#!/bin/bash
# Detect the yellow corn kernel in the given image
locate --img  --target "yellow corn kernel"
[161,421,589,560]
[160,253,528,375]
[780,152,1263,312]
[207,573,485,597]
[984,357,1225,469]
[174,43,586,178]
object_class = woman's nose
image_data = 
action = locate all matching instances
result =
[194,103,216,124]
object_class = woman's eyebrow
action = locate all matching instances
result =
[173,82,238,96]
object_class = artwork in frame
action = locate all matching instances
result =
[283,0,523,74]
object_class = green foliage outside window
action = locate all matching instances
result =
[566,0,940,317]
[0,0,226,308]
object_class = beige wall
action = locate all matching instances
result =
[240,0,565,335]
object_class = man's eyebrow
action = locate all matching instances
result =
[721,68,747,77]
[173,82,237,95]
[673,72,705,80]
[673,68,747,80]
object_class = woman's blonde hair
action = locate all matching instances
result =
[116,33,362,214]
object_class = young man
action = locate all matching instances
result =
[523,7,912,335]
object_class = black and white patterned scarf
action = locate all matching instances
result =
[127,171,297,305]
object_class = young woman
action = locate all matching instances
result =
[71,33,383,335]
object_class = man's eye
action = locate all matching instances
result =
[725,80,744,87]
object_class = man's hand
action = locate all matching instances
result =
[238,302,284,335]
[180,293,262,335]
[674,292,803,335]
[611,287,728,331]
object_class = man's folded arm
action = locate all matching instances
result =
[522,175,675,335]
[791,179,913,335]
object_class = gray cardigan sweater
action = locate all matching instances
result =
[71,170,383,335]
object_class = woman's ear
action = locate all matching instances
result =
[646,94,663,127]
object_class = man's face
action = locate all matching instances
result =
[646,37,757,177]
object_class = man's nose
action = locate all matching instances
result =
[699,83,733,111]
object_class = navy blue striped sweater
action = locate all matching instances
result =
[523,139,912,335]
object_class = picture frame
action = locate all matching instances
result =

REQUIRED WORK: Rewrite the records from their first line up to and including the line with "[240,0,565,335]", swapping "beige" for "tan" and keeping everything else the same.

WRITTEN ANSWER:
#!/bin/bash
# Detect the yellow corn kernel in the given image
locate --img  --target "yellow corn kernel"
[161,421,589,560]
[160,253,528,375]
[780,152,1263,312]
[207,573,485,597]
[984,357,1225,469]
[174,43,586,178]
object_class = woman's nose
image_data = 
action = locate all matching instances
result =
[194,103,216,124]
object_class = woman's eyebrow
action = locate all matching instances
result =
[173,82,238,96]
object_class = artwork in frame
action = locate all matching instances
result =
[283,0,523,74]
object_class = green foliage outside window
action = locate all matching instances
result =
[566,0,940,317]
[0,0,226,308]
object_class = tan wall
action = locate all matching instances
result =
[240,0,565,335]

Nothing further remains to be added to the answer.